Enunciado 1: Reproduza sem alterações a parte do trecho sobre a ilha de plástico do Pacífico Norte que se inicia com as palavras “Junção de dejetos” e termina com “Jorge Pablo Castell.”.
Enunciado 2: Dê prosseguimento ao trecho sobre a ilha de plástico do Pacífico Norte a partir do ponto em que ele se interrompe.

Junção de dejetos
deu origem no Pacífico Norte à primeira “ilha de lixo”. Após o tsunami japonês,
as costas canadenses e californianas foram tomadas por dejetos vindo do
Oriente, observa Jorge Pablo Castell.
Detritos
plásticos põem em risco a vida de animais marinhos
A fama de uma ilha
nada glamorosa correu mundo via internet. Trata-se da ilha de plástico do
Pacífico Norte formada por dejetos pouco degradáveis, entre os quais sacolas,
fragmentos de garrafas PET e bolinhas plásticas de cerca de 5mm de diâmetro,
matéria prima para a fabricação de outros artefatos, e que caem dos contêineres
no transporte oceânico. Com a ação dos ventos e da rotação terrestre, bem como
das correntes marítimas, formam-se os “giros oceânicos”, responsáveis por
concentrar em um local o que há de dejetos flutuantes. “No Hemisfério Norte
temos o Giro do Pacífico e o Giro do Atlântico (ambos no sentido horário) e no
Sul os giros do Pacífico, Atlântico e Índico (em sentido anti-horário)”,
explica o oceanólogo Jorge Pablo Castello na entrevista concedida
por e-mail à IHU On-Line. O pesquisador fala, também, sobre
Kamilo Beach, pequena praia situada no Sudoeste do Havaí que se converteu “num
depósito de lixo flutuante transportado pela água, particularmente durante os
períodos de alta maré”. Trata-se de uma “coincidência desafortunada entre a
geografia da Ilha e o fluxo das correntes marinhas”, completa. Castello
menciona o desconhecimento geral das pessoas sobre os oceanos e sua relevância
para a vida humana “como fonte de alimento, energia, e o papel modulador do
clima da Terra”.

Itens:

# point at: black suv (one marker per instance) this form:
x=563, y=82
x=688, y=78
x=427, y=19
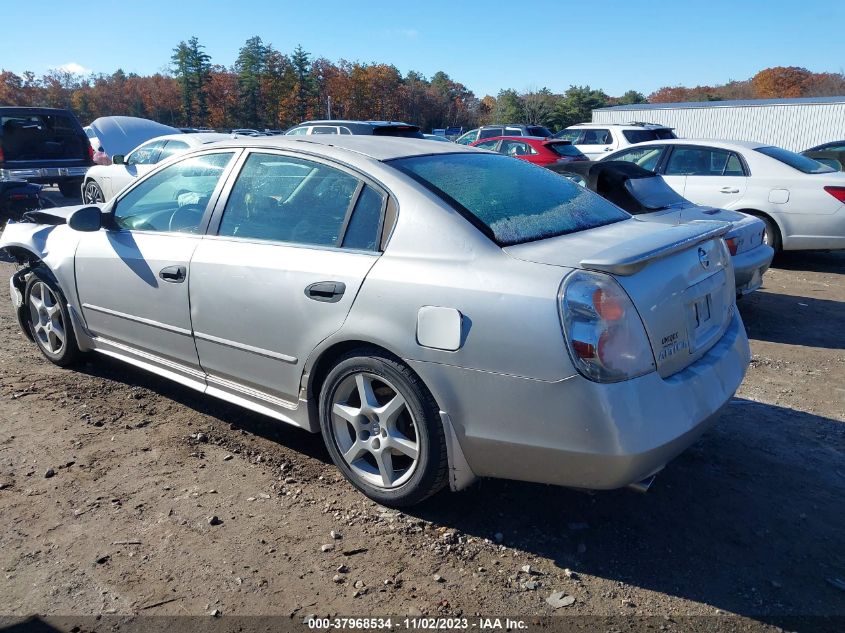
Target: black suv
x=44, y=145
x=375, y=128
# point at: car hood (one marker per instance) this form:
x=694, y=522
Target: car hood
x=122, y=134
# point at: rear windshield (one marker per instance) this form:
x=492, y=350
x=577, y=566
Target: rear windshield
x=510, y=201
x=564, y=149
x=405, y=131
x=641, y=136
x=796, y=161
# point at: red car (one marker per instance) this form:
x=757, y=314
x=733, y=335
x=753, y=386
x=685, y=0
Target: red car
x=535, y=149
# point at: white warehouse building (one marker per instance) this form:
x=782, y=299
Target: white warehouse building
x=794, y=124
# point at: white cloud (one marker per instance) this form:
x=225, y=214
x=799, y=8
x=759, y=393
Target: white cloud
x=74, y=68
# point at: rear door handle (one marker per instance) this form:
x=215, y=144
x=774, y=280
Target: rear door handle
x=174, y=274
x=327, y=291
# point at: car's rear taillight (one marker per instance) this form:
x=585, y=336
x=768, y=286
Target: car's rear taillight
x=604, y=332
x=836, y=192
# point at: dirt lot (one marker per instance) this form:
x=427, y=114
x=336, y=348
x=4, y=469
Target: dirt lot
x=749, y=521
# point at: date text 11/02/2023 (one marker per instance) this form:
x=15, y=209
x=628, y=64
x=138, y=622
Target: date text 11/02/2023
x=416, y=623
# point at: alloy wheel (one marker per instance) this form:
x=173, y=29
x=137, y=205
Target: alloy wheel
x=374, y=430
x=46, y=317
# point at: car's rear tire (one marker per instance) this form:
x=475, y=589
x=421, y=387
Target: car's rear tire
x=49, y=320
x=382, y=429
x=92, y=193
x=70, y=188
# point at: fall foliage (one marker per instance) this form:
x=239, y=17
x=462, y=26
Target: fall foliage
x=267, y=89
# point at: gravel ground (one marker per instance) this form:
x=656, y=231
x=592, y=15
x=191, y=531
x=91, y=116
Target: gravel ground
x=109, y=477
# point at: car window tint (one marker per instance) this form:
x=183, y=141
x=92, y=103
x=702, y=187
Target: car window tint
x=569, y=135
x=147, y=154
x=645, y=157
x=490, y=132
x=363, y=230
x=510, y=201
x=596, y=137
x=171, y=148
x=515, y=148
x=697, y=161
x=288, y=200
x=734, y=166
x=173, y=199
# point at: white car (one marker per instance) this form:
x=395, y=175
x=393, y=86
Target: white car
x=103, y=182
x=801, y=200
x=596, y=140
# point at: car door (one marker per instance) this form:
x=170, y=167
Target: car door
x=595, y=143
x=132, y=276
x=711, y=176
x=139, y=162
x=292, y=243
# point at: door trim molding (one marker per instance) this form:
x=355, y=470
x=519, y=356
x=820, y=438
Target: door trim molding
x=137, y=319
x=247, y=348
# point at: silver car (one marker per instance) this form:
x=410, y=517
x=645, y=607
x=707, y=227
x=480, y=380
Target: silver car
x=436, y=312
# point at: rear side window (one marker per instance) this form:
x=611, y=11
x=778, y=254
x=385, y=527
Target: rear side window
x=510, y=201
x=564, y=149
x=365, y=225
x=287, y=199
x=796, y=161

Resposta 1:
Junção de dejetos
deu origem no Pacífico Norte à primeira “ilha de lixo”. Após o tsunami japonês,
as costas canadenses e californianas foram tomadas por dejetos vindo do
Oriente, observa Jorge Pablo Castell.

Resposta 2:
Graduado em Ciências
Biológicas pela Universidade de Buenos Aires – UBA, Jorge Pablo
Castello é doutor em Oceanografia Biológica pela Universidade Federal
do Rio Grande – FURG, onde leciona no Instituto de Oceanografia. É autor de
Diagnóstico ambiental e oceânico da região sul e sudeste do Brasil (Rio de
Janeiro: Fundespa, 1994).
Confira a
entrevista.
IHU On-Line –
Quais são os principais problemas que a comunidade científica detectou nos
oceanos?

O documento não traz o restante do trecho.